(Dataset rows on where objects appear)
# # #

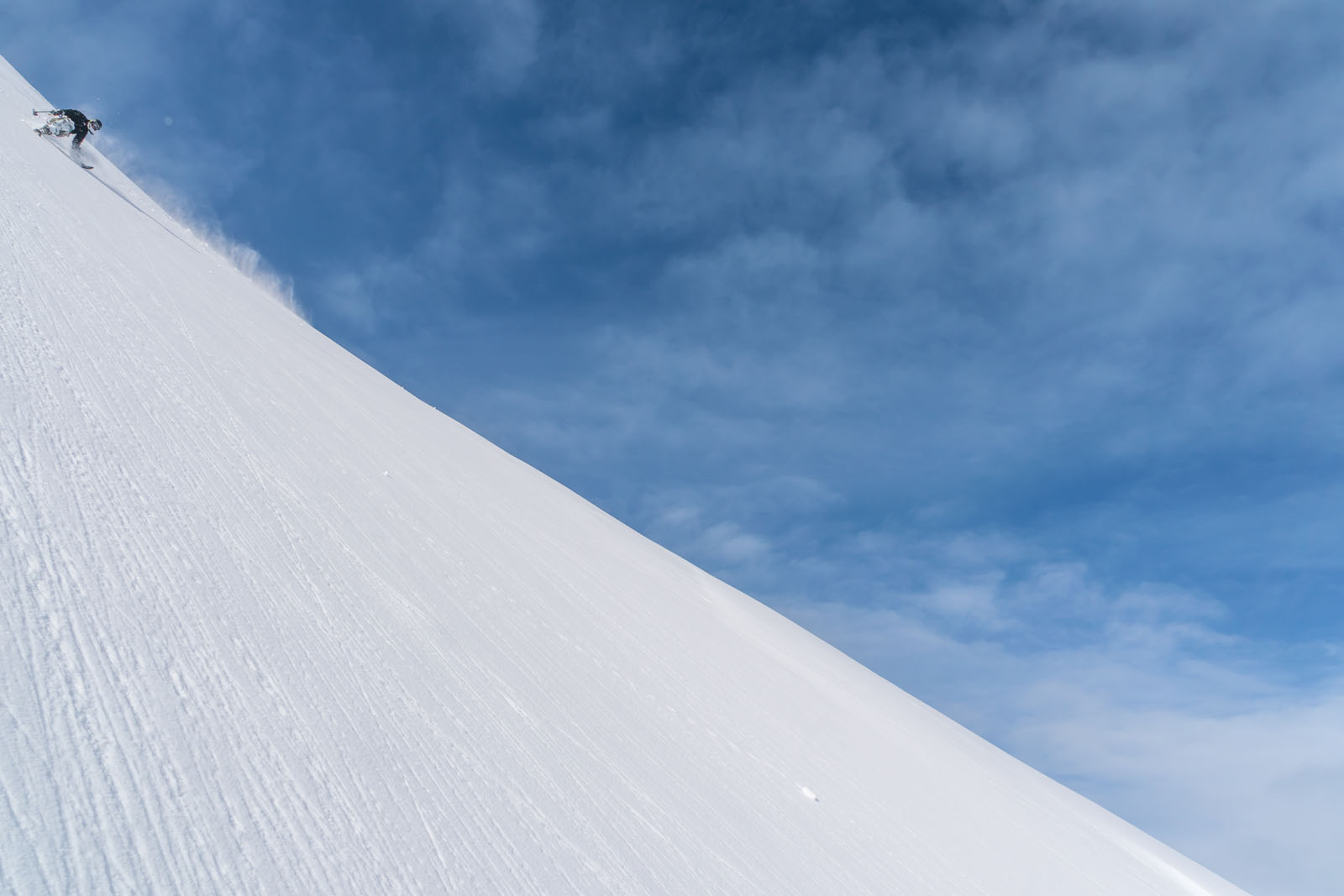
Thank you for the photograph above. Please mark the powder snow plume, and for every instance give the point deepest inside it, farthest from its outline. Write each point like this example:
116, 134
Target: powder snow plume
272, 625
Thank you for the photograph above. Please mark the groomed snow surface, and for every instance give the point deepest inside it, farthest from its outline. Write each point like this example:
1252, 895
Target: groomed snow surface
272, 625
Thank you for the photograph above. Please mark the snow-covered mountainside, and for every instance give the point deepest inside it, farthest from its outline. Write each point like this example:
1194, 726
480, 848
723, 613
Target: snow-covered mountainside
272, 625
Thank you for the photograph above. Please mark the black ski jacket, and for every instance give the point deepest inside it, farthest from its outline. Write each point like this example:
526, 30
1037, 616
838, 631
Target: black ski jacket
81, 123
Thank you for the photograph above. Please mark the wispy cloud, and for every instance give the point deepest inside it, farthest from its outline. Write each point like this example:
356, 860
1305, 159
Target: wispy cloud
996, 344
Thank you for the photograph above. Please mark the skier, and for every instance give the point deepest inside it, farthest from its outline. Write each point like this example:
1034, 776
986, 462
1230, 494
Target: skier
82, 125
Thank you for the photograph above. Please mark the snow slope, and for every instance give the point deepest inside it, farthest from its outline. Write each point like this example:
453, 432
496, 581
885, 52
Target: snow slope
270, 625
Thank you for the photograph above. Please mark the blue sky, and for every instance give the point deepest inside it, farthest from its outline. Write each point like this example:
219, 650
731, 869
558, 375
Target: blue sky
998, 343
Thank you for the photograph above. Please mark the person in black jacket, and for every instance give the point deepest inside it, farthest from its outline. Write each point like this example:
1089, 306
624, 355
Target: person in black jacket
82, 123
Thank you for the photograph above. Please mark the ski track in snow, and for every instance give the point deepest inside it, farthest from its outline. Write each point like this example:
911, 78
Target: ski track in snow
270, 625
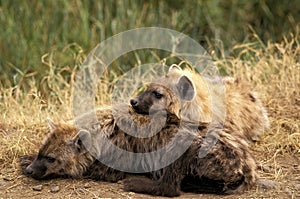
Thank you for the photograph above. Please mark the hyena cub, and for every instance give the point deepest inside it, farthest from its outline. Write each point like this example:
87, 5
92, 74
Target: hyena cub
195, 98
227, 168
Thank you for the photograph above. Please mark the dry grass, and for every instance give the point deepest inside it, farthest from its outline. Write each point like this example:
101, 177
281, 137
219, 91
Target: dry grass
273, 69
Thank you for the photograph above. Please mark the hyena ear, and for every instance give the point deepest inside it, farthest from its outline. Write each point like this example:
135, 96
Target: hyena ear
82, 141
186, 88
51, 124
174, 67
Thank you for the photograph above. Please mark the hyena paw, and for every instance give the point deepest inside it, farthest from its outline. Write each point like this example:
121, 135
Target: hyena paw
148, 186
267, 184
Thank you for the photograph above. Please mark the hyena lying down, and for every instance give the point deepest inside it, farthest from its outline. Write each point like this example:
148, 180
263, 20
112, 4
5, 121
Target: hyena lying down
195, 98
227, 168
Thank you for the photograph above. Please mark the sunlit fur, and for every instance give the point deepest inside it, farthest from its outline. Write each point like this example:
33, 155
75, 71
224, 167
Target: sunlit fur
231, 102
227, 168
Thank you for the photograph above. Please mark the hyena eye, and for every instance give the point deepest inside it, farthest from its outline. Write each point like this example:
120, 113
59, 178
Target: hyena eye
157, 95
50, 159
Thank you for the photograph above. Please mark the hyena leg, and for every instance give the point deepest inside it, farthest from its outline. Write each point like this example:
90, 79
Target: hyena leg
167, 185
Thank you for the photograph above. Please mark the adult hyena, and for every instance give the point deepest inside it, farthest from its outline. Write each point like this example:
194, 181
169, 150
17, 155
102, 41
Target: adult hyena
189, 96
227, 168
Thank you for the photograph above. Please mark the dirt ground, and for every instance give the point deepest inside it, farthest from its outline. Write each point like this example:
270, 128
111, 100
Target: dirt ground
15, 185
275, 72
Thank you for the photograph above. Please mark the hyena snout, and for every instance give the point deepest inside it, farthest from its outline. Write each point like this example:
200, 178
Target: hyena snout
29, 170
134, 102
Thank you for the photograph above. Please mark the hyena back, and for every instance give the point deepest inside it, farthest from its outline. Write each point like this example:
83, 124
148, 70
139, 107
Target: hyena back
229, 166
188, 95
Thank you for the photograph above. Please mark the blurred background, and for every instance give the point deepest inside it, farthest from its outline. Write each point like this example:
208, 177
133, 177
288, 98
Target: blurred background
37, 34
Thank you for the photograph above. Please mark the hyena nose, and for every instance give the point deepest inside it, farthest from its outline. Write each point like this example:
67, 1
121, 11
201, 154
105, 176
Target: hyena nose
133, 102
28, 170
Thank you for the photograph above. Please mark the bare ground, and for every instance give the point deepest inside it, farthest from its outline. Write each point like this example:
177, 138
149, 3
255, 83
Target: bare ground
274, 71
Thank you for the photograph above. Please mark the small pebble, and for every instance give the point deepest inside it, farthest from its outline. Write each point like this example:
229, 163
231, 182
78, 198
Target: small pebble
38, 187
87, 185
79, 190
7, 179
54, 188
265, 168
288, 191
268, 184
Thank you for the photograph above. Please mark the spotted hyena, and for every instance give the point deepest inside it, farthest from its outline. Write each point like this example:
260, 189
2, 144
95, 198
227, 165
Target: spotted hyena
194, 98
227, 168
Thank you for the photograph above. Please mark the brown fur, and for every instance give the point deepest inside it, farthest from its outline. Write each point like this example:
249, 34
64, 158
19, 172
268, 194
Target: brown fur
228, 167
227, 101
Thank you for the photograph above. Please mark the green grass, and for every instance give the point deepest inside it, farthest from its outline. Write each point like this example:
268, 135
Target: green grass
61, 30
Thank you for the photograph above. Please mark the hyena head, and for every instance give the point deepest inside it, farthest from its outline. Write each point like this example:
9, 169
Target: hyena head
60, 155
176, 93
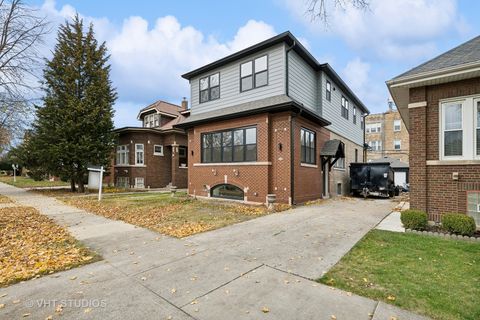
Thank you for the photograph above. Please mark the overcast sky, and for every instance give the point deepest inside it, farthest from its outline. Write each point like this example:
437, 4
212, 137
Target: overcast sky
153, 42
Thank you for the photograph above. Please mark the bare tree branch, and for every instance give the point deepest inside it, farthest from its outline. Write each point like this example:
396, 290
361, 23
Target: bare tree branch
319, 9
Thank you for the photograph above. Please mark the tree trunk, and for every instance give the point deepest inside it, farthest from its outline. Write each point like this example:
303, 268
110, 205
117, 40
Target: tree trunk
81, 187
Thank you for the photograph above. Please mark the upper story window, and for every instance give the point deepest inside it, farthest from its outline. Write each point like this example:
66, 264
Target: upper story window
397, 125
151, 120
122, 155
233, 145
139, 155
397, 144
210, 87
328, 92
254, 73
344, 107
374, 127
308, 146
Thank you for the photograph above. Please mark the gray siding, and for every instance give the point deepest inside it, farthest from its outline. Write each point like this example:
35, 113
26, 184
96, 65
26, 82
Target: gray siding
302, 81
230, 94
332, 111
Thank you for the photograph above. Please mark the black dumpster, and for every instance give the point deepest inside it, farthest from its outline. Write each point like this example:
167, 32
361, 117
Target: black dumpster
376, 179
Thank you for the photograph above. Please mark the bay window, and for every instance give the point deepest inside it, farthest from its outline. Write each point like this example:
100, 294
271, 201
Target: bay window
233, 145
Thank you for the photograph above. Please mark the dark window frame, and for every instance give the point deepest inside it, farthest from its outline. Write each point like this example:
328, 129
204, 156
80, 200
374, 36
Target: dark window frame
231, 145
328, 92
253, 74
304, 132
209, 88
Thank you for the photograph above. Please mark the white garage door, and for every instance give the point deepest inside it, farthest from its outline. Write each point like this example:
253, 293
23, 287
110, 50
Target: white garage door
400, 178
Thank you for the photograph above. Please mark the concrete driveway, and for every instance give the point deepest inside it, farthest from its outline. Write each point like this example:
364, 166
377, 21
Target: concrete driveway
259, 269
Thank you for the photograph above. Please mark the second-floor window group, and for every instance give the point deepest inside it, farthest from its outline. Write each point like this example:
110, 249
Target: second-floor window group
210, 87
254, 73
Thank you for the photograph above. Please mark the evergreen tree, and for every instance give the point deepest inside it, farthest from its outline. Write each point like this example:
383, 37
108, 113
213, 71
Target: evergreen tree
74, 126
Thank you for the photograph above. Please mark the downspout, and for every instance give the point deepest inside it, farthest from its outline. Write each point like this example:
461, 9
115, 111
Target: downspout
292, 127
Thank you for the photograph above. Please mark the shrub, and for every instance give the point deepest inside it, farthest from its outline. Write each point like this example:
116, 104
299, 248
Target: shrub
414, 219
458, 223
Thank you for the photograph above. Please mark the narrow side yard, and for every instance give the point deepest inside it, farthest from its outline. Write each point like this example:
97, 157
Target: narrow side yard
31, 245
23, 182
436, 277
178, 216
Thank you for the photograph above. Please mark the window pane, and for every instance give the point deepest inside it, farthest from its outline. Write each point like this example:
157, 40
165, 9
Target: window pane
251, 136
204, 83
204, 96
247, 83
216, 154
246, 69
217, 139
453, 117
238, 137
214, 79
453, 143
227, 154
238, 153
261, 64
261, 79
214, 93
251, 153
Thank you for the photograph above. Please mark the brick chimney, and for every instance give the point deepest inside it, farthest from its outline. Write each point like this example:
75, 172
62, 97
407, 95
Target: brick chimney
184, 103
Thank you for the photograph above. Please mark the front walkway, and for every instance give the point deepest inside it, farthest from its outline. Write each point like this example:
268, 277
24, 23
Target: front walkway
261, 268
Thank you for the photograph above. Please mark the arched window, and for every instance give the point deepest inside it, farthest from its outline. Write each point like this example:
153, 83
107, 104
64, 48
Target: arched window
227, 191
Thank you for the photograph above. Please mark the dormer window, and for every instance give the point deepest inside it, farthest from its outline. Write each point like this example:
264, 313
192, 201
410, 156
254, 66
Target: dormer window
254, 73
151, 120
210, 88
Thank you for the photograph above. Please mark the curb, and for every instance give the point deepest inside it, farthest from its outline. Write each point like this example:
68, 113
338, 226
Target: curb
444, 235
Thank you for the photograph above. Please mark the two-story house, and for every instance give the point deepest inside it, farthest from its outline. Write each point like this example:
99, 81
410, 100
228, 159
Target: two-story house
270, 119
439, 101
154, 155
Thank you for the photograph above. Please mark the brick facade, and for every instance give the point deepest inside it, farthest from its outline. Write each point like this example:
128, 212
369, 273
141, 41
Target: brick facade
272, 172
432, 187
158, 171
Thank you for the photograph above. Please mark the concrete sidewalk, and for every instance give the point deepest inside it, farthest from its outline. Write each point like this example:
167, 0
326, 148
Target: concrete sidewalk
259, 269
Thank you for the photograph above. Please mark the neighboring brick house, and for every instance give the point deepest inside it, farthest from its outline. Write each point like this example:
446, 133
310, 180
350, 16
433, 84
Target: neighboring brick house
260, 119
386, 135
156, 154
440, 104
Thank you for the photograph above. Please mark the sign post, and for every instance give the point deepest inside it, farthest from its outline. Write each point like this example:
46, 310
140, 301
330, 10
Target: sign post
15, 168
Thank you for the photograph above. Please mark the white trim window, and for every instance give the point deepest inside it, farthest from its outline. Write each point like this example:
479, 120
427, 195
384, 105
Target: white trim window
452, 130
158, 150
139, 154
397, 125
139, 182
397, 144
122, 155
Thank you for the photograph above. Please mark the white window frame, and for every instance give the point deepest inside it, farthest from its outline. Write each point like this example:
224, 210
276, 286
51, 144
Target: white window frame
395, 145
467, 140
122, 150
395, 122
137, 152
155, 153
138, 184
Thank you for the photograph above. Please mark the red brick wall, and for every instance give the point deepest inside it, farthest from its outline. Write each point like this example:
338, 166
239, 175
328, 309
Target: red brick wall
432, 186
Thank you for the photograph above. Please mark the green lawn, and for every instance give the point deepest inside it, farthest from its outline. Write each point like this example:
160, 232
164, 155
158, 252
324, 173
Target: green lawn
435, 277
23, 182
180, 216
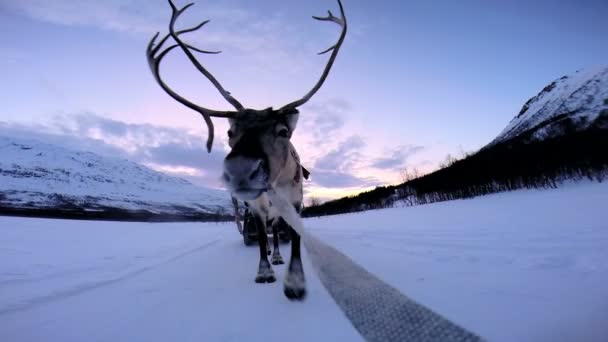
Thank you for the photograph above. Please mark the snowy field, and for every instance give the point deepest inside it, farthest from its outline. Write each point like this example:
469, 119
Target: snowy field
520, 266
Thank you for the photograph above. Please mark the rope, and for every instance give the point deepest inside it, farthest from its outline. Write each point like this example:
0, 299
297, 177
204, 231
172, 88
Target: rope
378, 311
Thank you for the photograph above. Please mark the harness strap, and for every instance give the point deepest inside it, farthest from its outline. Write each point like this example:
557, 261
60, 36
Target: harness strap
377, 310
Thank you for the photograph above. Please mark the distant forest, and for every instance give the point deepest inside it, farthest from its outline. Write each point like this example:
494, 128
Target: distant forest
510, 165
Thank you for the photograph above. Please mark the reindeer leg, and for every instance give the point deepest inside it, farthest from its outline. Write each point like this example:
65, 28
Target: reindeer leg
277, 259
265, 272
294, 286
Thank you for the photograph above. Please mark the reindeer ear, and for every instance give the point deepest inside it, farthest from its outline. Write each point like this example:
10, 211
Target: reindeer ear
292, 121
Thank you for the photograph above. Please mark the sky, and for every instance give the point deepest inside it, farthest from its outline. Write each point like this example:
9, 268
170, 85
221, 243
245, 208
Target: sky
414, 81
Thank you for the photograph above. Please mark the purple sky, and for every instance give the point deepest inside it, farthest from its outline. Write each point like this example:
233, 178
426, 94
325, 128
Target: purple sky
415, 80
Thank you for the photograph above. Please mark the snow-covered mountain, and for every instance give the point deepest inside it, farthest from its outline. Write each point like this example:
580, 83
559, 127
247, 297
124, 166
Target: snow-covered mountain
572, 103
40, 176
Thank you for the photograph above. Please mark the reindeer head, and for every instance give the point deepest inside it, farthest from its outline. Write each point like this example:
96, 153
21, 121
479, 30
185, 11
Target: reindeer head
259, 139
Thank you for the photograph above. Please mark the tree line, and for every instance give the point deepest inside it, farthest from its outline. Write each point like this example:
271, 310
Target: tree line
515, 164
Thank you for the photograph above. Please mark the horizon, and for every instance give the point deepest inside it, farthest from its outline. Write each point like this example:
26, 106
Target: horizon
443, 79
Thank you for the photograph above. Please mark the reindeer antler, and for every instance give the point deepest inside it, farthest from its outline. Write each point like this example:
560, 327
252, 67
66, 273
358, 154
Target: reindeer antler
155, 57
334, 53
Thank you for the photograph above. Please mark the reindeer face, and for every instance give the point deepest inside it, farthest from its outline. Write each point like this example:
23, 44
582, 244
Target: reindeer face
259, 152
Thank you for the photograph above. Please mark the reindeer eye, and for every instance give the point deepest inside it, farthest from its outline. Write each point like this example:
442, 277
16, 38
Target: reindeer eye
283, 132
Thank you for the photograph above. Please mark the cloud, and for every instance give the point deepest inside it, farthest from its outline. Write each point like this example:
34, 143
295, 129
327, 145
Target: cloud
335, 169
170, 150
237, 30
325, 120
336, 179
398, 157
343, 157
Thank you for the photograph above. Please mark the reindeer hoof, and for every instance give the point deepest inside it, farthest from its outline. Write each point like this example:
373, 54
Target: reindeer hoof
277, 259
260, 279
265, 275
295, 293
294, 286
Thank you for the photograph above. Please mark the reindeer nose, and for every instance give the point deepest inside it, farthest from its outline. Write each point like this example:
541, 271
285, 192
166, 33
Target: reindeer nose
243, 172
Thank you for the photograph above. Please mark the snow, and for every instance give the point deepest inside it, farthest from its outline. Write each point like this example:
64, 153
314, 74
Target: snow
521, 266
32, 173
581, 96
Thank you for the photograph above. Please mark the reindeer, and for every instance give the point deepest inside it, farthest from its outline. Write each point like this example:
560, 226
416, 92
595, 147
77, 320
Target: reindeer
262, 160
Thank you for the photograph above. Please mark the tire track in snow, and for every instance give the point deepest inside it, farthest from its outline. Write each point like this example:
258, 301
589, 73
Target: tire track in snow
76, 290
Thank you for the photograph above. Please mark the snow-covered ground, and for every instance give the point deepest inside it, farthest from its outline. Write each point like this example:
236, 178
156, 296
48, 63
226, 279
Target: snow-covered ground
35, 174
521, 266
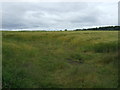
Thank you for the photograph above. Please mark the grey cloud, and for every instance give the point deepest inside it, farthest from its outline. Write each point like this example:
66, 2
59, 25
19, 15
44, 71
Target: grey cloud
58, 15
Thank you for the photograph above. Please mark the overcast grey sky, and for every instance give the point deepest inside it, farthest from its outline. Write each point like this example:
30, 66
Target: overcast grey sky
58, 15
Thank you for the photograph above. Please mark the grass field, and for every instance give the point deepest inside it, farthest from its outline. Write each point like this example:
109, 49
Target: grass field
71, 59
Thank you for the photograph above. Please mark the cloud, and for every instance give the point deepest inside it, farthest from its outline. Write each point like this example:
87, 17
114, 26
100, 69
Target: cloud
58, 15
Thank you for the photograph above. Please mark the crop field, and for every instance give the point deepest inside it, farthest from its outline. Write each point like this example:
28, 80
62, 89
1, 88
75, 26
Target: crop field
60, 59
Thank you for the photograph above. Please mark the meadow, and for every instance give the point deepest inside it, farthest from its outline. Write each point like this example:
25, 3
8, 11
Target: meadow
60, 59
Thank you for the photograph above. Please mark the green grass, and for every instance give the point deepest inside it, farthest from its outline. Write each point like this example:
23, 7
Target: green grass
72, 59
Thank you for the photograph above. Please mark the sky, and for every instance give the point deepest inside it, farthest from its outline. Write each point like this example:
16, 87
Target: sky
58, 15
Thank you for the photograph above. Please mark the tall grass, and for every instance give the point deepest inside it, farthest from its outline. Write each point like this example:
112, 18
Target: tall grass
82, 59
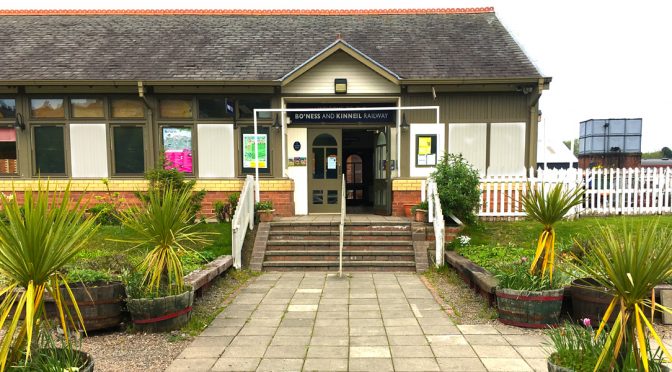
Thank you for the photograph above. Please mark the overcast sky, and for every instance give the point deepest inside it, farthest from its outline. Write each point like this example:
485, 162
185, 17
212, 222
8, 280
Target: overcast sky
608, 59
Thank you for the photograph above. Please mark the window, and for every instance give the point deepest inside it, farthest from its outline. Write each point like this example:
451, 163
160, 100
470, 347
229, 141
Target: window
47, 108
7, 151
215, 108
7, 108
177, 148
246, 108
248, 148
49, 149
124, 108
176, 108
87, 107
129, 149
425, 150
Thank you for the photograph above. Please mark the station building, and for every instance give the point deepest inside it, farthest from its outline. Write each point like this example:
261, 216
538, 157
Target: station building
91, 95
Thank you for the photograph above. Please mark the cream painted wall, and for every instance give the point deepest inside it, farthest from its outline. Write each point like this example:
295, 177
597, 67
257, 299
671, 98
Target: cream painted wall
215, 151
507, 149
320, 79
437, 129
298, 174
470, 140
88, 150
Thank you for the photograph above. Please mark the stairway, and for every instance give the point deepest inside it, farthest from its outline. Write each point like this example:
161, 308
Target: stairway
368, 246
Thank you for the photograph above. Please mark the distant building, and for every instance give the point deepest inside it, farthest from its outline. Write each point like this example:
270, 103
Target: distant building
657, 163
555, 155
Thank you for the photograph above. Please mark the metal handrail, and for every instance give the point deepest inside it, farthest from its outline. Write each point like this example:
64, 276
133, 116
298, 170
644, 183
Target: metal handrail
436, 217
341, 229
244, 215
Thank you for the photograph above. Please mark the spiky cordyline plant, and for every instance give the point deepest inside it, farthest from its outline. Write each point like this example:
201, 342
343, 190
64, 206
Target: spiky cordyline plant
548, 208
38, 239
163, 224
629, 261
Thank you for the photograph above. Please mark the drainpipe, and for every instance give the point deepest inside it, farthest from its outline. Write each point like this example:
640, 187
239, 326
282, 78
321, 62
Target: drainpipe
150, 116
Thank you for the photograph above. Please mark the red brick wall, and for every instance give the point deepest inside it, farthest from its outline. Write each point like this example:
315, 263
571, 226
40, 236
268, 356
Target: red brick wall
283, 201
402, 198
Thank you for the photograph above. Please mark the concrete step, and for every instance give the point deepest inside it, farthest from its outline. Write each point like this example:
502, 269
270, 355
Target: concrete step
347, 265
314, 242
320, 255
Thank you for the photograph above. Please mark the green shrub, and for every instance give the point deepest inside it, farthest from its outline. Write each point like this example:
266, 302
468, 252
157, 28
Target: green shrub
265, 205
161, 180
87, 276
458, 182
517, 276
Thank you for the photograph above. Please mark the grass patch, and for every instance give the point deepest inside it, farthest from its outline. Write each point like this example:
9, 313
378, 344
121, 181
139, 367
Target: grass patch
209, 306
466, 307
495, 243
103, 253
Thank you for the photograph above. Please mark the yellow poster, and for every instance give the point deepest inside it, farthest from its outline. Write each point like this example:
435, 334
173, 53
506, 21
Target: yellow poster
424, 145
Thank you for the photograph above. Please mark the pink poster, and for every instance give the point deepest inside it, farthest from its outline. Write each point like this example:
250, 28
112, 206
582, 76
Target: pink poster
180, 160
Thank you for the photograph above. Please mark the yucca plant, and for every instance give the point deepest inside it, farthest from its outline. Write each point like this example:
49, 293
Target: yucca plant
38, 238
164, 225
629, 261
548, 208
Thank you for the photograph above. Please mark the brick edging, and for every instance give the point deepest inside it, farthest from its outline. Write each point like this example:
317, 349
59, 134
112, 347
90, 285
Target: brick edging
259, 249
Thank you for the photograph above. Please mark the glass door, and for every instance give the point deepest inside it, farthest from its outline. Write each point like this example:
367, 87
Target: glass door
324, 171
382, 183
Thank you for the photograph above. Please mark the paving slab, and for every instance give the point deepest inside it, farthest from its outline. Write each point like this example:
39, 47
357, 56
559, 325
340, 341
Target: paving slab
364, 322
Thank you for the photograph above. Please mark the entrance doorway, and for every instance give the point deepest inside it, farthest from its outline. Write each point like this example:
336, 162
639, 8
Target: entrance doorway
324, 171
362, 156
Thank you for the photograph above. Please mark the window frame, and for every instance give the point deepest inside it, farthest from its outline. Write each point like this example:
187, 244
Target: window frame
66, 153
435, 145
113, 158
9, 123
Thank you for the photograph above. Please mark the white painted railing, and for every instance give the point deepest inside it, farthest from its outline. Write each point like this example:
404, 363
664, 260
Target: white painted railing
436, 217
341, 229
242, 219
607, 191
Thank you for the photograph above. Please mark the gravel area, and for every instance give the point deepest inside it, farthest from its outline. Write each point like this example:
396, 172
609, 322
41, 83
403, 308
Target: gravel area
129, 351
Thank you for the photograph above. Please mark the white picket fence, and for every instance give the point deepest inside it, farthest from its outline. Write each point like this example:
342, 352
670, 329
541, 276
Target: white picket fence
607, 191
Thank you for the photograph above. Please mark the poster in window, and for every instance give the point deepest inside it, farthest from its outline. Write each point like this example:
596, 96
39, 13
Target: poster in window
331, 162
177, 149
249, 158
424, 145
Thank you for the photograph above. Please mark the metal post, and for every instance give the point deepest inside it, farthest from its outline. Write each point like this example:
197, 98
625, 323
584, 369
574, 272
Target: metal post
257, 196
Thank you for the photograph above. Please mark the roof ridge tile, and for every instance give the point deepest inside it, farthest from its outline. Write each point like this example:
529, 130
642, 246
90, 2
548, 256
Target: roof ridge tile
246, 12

# # #

- _TASK BRIEF_: Everything from the line that contains "Thank you for the photograph above. Please mark the gravel" through the end of the records must be duplicated exactly, and nothing outside that range.

- _THE RESPONSE_:
Thank you for the photograph above. Please mark the gravel area, and for every instance give the point deepest inside it, farthest from its outline. Write each point like this example:
396, 172
609, 322
41, 83
403, 308
Target: gravel area
129, 351
Thank you for the photograph above. Please mark the white picket fence, and for every instance give the point deepest inside it, farthest from its outline. Write each point like this example:
342, 352
670, 329
541, 276
Target: white picket fence
607, 191
Thank you for the photograph above. Please mark the poster in window, and for every instance give the point deepest inside it, farthest from its outline. Write each point like this example:
596, 96
39, 13
Target: poster in window
331, 162
177, 149
249, 158
424, 145
Thank you for the photograph above. Please mark the metal post, and for every instance give the point deepest inside it, farthest from its outline. Write each point like this example:
197, 98
625, 323
584, 369
574, 272
Target: metal post
257, 196
Thank you for the photograph above. Please mark the roof ridge tile, and for every instance give the point deepest inside it, farthest from its outline. Write each point like this example:
529, 130
642, 246
90, 2
548, 256
Target: roof ridge tile
246, 12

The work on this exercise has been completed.